[Opening Exercise materials section]
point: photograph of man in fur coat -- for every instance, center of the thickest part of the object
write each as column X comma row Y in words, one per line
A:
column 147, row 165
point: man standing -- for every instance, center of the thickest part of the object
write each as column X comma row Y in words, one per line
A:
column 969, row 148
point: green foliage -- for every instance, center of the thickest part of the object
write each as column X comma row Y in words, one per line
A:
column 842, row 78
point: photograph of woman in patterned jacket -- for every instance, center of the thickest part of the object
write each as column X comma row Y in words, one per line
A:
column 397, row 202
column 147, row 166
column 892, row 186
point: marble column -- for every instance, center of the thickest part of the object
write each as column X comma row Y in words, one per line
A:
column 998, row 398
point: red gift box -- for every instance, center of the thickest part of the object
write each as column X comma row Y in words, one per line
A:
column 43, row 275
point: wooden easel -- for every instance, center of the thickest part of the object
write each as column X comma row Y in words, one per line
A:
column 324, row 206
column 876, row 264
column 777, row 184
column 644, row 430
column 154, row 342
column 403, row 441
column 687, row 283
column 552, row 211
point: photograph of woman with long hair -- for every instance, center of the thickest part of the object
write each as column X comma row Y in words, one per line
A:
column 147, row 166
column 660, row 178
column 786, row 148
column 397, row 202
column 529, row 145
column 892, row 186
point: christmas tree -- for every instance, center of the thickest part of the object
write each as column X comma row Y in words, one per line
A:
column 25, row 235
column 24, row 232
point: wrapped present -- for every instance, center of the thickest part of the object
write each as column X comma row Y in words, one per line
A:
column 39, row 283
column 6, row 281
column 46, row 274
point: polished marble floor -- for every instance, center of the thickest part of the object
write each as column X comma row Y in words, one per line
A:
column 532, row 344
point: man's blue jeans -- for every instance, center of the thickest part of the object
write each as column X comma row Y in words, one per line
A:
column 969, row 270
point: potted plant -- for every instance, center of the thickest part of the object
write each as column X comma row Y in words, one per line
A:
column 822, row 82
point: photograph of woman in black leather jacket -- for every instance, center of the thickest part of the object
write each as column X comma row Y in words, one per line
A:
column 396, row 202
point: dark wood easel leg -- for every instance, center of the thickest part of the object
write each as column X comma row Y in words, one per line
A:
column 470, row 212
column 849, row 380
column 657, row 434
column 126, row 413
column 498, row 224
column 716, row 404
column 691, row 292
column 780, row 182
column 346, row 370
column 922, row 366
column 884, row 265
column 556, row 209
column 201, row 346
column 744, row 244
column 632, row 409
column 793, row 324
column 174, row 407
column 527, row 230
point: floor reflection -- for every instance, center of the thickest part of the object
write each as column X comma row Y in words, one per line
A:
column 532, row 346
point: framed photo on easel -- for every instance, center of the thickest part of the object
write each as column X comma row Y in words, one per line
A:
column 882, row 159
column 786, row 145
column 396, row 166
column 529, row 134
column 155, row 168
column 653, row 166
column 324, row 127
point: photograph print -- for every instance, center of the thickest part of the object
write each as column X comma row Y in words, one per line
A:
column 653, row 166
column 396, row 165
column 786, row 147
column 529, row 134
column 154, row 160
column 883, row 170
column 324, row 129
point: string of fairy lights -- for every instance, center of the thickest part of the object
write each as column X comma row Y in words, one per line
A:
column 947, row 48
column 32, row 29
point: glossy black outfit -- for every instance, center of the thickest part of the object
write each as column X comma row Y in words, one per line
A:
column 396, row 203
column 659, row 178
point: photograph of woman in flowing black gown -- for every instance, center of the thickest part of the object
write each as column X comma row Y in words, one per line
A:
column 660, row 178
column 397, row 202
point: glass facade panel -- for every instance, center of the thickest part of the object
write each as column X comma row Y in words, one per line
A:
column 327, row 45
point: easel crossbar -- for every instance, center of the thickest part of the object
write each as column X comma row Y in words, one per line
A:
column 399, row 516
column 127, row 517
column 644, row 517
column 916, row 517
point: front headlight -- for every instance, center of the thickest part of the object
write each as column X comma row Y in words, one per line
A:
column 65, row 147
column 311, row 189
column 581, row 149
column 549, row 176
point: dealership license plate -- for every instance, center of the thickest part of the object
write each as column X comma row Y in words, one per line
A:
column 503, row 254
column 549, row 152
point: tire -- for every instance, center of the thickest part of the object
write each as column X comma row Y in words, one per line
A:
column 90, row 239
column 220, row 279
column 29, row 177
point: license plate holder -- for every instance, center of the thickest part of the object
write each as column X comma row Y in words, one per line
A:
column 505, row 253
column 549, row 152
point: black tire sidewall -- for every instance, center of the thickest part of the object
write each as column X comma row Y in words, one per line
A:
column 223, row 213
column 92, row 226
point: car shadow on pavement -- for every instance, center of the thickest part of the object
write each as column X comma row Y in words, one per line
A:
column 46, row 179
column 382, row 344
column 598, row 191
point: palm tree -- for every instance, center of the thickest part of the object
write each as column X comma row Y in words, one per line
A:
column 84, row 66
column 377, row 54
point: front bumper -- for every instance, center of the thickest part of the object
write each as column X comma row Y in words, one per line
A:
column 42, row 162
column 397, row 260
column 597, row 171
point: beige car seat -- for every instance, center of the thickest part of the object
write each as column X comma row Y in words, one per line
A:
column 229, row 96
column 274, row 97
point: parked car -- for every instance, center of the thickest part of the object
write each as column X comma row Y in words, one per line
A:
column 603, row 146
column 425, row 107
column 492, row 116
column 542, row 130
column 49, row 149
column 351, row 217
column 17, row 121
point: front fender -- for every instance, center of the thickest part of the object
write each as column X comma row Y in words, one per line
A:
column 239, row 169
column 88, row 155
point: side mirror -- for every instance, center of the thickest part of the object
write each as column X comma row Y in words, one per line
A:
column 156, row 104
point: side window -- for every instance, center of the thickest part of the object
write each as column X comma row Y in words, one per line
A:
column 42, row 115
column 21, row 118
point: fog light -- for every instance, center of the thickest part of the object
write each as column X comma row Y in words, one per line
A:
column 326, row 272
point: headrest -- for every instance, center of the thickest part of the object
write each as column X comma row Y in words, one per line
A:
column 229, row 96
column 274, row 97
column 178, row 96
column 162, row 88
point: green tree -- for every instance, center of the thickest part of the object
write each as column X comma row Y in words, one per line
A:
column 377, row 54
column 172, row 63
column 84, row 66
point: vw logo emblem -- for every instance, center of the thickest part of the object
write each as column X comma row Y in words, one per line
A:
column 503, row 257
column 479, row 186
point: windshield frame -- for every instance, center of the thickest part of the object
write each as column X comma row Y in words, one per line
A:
[Closing Exercise materials section]
In the listing above, how many lines hold the word "easel"? Please state the number alone.

# [Task output]
4